## [Short task A]
List every line in the rows below that contains the string "item".

## [Document excerpt]
★ ★ ★
Atari Teenage Riot and Prodigy are in the funeral parlor on 'Complication,' a full-speed zig-zag tech assault laid smack down on a whining pseudo-goth acoustic guitar channel. It's short, it's lyricless, it will kick your ass.

'I'm Looking Forward To Joining You, Finally' is the most bizarre song title on a NIN record this far, sounding way more Morrissey than Reznor, another indication of the man's attitude change. Musically, we're in swamp-delta-funk territory, Tom Waits throwing his shadow across the soundboard. Apparently Reznor set himself musical targets in the studio, taping names and album titles to the mixing desk as inspiration for vibe and feel. This song was definitely recorded under the 'Bone Machine' banner. "I've done all I can do/could I please come with you?" whispers Reznor as the album reaches it's final movement.

'The Big Come Down' harks back to original pre-'Pretty Hate Machine' NIN, all new-wave keyboard and hyperactive adrenalized Madonna-esque structure, albeit with shouting vocals and not sultry whispers. 'Underneath It All' as the self-referential title suggests is trademark Nails. Massive breakbeats meet slow and low vocals meet rising clanging guitars. Faster, louder, harder, more. "All I do," sings Reznor, "I can still feel you."

It all gets buried beneath the waves when 'Ripe (With Decay)' ends The Fragile via slow, long, sullen and schizophrenic instrumental drowning. The silence that follows is deafening, yet strangely peaceful. You need this record, and if you ignore it, you lose, big time.
★ ★ ★
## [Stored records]
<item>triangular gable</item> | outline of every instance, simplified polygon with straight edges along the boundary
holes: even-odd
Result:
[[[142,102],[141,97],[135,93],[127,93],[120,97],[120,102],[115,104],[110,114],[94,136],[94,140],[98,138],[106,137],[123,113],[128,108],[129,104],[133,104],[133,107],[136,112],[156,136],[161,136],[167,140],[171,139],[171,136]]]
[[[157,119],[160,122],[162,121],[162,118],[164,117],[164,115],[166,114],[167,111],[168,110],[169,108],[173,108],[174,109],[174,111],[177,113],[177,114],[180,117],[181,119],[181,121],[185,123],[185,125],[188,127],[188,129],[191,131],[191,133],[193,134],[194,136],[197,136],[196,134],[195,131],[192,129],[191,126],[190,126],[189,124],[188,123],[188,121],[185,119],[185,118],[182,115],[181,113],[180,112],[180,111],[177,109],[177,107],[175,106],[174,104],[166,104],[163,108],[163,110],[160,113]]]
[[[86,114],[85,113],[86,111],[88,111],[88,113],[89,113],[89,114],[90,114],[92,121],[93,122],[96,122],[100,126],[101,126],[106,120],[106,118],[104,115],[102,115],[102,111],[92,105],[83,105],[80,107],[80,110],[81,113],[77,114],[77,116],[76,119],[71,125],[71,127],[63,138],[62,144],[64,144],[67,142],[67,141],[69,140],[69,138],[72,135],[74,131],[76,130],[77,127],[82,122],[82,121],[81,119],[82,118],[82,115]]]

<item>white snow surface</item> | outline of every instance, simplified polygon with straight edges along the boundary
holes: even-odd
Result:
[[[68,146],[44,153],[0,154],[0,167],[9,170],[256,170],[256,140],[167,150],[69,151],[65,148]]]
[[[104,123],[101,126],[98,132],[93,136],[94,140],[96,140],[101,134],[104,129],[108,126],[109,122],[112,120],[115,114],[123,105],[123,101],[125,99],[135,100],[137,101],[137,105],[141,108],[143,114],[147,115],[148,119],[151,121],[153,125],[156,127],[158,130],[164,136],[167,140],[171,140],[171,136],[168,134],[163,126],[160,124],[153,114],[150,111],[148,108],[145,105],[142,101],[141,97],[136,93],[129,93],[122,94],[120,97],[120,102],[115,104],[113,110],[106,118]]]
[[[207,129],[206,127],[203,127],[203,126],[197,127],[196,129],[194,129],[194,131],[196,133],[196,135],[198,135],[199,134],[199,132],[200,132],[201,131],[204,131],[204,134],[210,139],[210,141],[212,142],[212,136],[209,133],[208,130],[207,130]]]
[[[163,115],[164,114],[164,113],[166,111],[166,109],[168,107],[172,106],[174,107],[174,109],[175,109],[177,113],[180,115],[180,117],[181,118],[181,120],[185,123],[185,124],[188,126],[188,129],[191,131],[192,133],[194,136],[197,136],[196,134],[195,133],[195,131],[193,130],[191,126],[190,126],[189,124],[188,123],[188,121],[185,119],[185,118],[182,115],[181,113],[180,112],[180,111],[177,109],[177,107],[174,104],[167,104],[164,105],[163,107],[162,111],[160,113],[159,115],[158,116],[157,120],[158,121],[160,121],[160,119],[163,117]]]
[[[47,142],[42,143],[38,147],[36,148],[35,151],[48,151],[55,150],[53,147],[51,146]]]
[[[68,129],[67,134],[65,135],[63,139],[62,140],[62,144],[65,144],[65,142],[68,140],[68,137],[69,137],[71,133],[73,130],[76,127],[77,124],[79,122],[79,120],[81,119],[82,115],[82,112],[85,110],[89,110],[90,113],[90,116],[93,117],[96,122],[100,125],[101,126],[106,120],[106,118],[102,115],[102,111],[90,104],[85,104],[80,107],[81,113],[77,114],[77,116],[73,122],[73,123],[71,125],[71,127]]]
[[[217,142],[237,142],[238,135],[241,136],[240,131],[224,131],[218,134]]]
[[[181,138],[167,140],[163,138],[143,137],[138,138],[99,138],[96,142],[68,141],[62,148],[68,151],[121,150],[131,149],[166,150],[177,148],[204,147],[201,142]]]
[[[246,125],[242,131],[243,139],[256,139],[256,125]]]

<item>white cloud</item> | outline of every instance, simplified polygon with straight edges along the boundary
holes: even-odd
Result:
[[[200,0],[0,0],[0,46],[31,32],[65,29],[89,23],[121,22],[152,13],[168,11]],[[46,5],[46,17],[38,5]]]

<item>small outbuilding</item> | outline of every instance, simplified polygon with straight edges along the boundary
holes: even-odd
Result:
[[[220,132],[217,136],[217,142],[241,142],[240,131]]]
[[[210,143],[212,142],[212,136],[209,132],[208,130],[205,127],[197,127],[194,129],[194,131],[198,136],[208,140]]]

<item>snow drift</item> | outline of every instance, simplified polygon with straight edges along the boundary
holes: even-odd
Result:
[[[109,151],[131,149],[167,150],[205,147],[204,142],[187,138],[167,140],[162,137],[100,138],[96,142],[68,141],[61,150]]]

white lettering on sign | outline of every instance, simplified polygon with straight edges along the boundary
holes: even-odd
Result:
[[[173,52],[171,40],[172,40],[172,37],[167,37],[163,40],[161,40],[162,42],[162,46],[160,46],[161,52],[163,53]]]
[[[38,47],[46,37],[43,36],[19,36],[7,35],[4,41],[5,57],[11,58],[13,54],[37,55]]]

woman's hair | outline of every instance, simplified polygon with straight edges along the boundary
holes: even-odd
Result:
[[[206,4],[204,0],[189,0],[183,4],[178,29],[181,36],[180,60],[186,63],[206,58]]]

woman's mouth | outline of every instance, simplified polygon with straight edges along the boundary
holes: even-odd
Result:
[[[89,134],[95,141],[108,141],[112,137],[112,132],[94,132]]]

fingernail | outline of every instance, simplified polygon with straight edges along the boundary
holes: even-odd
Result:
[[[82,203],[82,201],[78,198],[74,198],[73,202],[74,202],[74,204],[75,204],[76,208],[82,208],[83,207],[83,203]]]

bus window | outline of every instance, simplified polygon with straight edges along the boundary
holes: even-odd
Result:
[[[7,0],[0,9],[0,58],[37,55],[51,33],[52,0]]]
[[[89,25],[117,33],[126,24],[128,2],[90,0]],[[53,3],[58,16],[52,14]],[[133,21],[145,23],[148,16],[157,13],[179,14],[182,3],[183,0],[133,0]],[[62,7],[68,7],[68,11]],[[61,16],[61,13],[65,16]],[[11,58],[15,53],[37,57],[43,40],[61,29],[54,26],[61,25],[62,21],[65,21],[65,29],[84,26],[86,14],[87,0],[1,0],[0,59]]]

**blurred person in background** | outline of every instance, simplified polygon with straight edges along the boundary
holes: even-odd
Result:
★ ★ ★
## [Short task B]
Answer these questions from the review above:
(i) Which album's banner does the review say 'I'm Looking Forward To Joining You, Finally' was recorded under?
(ii) Which song harks back to original pre-'Pretty Hate Machine' NIN?
(iii) Which track ends The Fragile?

## [Problem solution A]
<item>triangular gable</item> | outline of every instance, simplified polygon with straight edges along the boundary
<item>white snow surface</item> | outline of every instance, simplified polygon with straight edges along the boundary
<item>white cloud</item> | outline of every instance, simplified polygon with straight edges along the boundary
<item>small outbuilding</item> | outline of every instance, simplified polygon with straight edges along the boundary
<item>snow drift</item> | outline of every instance, simplified polygon with straight edges along the boundary

## [Problem solution B]
(i) 'Bone Machine'
(ii) 'The Big Come Down'
(iii) 'Ripe (With Decay)'